_WHAT YOU ARE ASKED TO DO_
Every entry needs to be printed exactly, please.

_PROVIDED INFORMATION_
* * * * * * *

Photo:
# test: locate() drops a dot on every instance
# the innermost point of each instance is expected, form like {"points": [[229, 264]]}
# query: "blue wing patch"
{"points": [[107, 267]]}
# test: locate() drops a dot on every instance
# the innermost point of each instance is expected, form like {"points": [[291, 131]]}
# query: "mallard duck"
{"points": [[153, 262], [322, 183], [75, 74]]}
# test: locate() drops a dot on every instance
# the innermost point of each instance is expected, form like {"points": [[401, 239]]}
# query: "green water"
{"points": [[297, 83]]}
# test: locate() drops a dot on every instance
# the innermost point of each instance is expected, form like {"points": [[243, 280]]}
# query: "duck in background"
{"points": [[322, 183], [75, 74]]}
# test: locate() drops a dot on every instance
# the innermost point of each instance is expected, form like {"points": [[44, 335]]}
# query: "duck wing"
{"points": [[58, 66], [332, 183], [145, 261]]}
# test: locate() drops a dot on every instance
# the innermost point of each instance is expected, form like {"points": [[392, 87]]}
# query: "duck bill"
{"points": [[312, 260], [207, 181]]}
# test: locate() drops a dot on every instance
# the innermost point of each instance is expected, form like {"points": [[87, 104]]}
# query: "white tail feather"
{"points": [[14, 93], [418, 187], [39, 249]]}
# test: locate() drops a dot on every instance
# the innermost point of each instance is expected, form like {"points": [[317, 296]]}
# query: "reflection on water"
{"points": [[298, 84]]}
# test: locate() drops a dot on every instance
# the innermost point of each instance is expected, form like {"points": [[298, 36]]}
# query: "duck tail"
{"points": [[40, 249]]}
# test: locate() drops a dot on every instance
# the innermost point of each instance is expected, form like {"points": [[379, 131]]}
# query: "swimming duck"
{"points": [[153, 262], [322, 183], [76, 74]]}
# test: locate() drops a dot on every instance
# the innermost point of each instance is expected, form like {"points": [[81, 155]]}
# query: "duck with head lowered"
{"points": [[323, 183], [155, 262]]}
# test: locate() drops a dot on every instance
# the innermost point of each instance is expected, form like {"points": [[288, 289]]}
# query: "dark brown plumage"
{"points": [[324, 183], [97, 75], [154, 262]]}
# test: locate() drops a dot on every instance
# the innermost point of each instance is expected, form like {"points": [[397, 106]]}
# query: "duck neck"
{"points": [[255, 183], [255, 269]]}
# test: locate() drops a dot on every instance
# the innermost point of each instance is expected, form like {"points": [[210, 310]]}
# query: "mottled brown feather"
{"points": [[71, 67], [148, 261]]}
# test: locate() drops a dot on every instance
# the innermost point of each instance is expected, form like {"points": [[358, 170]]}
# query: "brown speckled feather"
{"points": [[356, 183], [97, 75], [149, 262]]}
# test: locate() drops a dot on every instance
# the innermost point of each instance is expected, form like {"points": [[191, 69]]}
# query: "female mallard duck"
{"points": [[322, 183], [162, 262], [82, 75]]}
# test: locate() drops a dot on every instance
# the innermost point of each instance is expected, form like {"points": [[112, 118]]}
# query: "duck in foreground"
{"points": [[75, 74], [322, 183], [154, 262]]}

* * * * * * *

_SOLUTION_
Photo:
# test: locate() drops a dot on every instance
# the innermost point of each instance is expected, form like {"points": [[229, 264]]}
# query: "blue wing patch"
{"points": [[107, 267]]}
# test: locate() drops a dot on every instance
# the innermost point of each instance is expected, form like {"points": [[291, 131]]}
# query: "mallard duck"
{"points": [[153, 262], [322, 183], [75, 74]]}
# test: locate() drops a dot on every instance
# the innermost point of each instance is expected, form like {"points": [[401, 239]]}
# query: "green water"
{"points": [[297, 83]]}
# test: locate() drops a dot on every instance
# the innermost point of each instance is expected, form like {"points": [[243, 280]]}
# query: "duck in background"
{"points": [[322, 183], [75, 74]]}
# test: locate() drops a dot on every instance
# the innermost point of each instance is expected, form like {"points": [[44, 335]]}
# query: "duck wing"
{"points": [[58, 66], [332, 183], [145, 261]]}
# test: locate() drops a dot on every instance
# the innermost point of each instance is expected, form like {"points": [[392, 87]]}
# query: "duck bill"
{"points": [[312, 260], [207, 181]]}
# test: locate() drops a dot on every instance
# the innermost point of each instance is expected, form like {"points": [[87, 104]]}
# query: "white tail feather"
{"points": [[14, 93], [418, 187], [39, 249]]}
# test: locate() drops a dot on every instance
# the innermost point of each instance is expected, form like {"points": [[317, 296]]}
# query: "reflection on water"
{"points": [[298, 84]]}
# test: locate() drops a dot on every instance
# the innermost point of each instance is expected, form like {"points": [[298, 36]]}
# query: "duck tail"
{"points": [[40, 249]]}
# test: locate() drops a dot on every instance
# the innermost point of each instance is expected, form like {"points": [[379, 131]]}
# query: "swimming duck"
{"points": [[153, 262], [322, 183], [76, 74]]}
# test: locate() drops a dot on every instance
# the innermost point of each instance is expected, form like {"points": [[81, 155]]}
# query: "duck with head lowered"
{"points": [[323, 183], [155, 262]]}
# test: locate() drops a dot on every instance
# the innermost point of each instance is expected, form like {"points": [[288, 289]]}
# query: "dark brown plumage"
{"points": [[324, 183], [97, 75], [154, 262]]}
# test: locate() drops a dot on every instance
# the innermost point of each instance is expected, form like {"points": [[397, 106]]}
# query: "duck neck"
{"points": [[255, 183], [255, 269]]}
# test: locate() drops a dot on every instance
# the innermost point of each instance is expected, form like {"points": [[210, 310]]}
# query: "mottled brown feather"
{"points": [[71, 67], [148, 261]]}
# test: locate() drops a dot on every instance
# the innermost point of each instance is expected, form like {"points": [[358, 170]]}
# query: "brown speckled feather"
{"points": [[356, 183], [97, 75], [149, 262]]}
# test: locate() drops a dot on every instance
# the innermost point of each instance is expected, form like {"points": [[191, 69]]}
# query: "female mallard duck"
{"points": [[322, 183], [162, 262], [82, 75]]}
# test: locate() drops a dot on every instance
# the innermost point of each instance is expected, form like {"points": [[112, 118]]}
# query: "duck in foreground"
{"points": [[75, 74], [322, 183], [154, 262]]}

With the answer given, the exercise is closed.